TEXTO DE ESTUDIO:
■ ■ ■ ■ ■ ■ ■

Ese día, Allende anunciaría que se convocaba a un plebiscito, propuesta concebida como la forma democrática de parar el golpe. El pueblo chileno tendría la última palabra. Si se perdía, se convocaría a elecciones; si se ganaba se ratificaba la voluntad de cambio y se fortalecerían las posibilidades de sostener el proceso, condenar el terrorismo y desenfreno de las derechas. Dos semanas antes frente a los atentados de Patria y Libertad, el presidente había dicho: «estamos al borde de una guerra civil y hay que impedirlo».
La conspiración estaba ya muy avanzada y organizada, presintieron que perderían el plebiscito y adelantaron el día del golpe. Sus primeros movimientos estaban calculados para destruir las posibilidades de organización de la resistencia. La Ley de Control de Armas y la información que obtuvieron en el pregolpe o tancazo, les permitió desarmar con tiempo los lugares de posibles combates y actuar con precisión. Bombardearon las torres de radio. Realizaron su estrategia: matar lo más rápido posible al mayor número, para aterrorizar y desmoralizar la resistencia. Así, sin escrúpulo alguno. Ni ortodoxos o reformistas, radicales o libertarios ni simples ciudadanos demócratas se salvaron: a todos arrasó el golpe.

■ ■ ■ ■ ■ ■ ■

Entradas guardadas:

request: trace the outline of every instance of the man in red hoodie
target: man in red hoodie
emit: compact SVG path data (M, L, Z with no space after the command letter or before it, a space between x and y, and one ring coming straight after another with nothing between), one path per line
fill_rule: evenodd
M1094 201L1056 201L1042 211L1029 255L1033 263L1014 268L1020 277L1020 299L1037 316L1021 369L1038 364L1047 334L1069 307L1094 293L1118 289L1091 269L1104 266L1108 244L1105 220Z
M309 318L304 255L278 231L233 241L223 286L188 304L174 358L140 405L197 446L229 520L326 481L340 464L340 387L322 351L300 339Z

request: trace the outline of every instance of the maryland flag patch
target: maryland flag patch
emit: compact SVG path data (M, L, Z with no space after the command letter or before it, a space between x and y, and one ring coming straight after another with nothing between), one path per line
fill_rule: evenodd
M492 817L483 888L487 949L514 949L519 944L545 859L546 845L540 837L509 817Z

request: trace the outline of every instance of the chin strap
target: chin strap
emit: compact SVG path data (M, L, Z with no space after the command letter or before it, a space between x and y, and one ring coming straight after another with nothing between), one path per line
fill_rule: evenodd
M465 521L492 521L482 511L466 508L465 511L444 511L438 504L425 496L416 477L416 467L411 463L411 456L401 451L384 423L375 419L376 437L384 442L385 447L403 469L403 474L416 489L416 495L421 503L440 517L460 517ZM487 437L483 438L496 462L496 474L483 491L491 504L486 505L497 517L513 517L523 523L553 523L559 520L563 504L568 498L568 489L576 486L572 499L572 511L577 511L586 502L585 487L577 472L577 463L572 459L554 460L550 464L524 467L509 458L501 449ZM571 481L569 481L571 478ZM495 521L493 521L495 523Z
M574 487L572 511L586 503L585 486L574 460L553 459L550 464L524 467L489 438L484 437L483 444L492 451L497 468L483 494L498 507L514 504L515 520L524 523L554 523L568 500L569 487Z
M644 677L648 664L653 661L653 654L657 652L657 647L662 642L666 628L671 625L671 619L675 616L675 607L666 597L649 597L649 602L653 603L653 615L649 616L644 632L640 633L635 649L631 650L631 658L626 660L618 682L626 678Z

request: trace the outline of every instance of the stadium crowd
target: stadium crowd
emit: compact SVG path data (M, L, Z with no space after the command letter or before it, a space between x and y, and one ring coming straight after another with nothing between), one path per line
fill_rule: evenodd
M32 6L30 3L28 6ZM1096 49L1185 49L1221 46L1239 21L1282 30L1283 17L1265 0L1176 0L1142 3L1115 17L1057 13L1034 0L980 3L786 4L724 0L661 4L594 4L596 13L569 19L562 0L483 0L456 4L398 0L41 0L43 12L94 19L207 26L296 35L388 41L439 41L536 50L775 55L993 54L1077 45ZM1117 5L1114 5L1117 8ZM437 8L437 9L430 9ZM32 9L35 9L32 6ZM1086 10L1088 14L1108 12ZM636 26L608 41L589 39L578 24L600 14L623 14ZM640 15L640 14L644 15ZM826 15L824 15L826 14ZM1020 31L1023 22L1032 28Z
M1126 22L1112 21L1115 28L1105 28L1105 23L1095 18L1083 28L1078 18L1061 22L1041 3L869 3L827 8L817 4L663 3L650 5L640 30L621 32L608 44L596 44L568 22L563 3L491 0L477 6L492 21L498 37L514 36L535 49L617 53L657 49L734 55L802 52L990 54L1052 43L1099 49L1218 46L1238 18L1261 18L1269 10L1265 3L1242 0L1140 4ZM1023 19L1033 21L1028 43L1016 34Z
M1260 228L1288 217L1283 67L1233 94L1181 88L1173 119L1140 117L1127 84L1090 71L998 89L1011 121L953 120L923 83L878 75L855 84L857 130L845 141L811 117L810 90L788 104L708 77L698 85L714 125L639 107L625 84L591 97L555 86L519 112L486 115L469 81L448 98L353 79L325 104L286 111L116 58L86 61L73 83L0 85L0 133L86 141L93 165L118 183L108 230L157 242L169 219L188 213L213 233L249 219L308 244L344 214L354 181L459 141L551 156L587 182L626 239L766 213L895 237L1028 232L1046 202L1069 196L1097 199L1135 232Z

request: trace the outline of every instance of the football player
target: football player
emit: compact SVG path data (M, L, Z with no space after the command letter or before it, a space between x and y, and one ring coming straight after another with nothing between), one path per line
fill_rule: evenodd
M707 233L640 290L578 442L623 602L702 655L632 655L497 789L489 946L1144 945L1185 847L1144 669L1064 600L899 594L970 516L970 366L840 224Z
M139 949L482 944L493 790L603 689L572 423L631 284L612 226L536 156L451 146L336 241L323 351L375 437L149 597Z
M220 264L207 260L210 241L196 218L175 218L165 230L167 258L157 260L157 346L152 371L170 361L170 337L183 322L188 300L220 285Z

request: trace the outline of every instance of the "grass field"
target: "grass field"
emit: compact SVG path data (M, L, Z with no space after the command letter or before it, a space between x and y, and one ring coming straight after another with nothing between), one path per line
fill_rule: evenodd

■ ■ ■ ■ ■ ■ ■

ENUNCIADO DEL EJERCICIO: Haz una lista con todos los grupos de personas que, según el texto sobre el golpe en Chile, no se salvaron del golpe. Los ítems guardados no tienen nada que ver con el texto.

SOLUCIÓN DEL EJERCICIO:
- Ortodoxos
- Reformistas
- Radicales
- Libertarios
- Simples ciudadanos demócratas